● DATA TO USE:
— START —

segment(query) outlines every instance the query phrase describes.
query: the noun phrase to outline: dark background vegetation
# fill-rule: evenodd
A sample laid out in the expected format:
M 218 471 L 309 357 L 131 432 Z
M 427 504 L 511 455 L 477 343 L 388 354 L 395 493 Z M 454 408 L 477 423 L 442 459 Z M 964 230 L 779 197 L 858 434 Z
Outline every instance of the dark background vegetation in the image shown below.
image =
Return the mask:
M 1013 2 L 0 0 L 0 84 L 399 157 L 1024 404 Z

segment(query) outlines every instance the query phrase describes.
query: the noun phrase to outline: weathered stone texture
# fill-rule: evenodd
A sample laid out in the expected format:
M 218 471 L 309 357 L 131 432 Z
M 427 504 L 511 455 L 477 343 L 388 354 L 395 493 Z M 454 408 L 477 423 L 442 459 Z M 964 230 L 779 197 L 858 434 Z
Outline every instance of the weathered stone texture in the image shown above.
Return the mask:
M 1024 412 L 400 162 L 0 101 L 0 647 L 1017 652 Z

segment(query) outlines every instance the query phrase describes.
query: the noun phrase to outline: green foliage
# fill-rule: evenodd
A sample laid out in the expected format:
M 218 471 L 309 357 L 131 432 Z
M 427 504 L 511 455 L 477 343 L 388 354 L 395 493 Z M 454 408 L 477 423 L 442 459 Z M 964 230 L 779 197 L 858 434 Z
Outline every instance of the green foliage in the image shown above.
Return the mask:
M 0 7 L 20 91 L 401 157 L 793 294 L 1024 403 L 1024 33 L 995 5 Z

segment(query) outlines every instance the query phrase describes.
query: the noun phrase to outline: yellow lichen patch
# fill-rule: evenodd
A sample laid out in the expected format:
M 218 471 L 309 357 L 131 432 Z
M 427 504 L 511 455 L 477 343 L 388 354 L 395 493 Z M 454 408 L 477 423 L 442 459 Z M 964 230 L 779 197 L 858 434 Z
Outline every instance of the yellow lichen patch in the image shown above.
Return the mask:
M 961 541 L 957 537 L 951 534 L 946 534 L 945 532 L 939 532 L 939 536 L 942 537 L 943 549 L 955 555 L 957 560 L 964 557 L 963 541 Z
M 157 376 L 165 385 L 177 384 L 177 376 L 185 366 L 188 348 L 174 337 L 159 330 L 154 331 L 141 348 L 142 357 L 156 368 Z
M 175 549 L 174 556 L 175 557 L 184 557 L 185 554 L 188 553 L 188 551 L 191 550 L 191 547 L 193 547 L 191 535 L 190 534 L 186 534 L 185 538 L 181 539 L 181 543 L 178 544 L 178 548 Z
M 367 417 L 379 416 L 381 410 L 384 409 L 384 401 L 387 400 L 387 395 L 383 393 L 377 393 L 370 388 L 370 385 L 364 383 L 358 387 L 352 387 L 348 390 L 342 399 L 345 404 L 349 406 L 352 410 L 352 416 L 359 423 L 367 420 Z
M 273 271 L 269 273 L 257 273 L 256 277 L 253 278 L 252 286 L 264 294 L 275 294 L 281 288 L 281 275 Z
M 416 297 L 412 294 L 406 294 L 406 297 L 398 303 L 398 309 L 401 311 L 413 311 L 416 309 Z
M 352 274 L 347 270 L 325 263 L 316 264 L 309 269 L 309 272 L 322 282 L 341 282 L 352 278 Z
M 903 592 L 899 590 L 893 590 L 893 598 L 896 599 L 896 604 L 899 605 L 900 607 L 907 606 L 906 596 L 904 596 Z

— END —

● THE PROBLEM: Pull out each line of the items above that contains the word "weathered", treating uppercase and lowercase letters as different.

● SOLVED EXERCISE:
query: the noun phrase to outline: weathered stone texture
Outline every instance of the weathered stone texture in the image shown above.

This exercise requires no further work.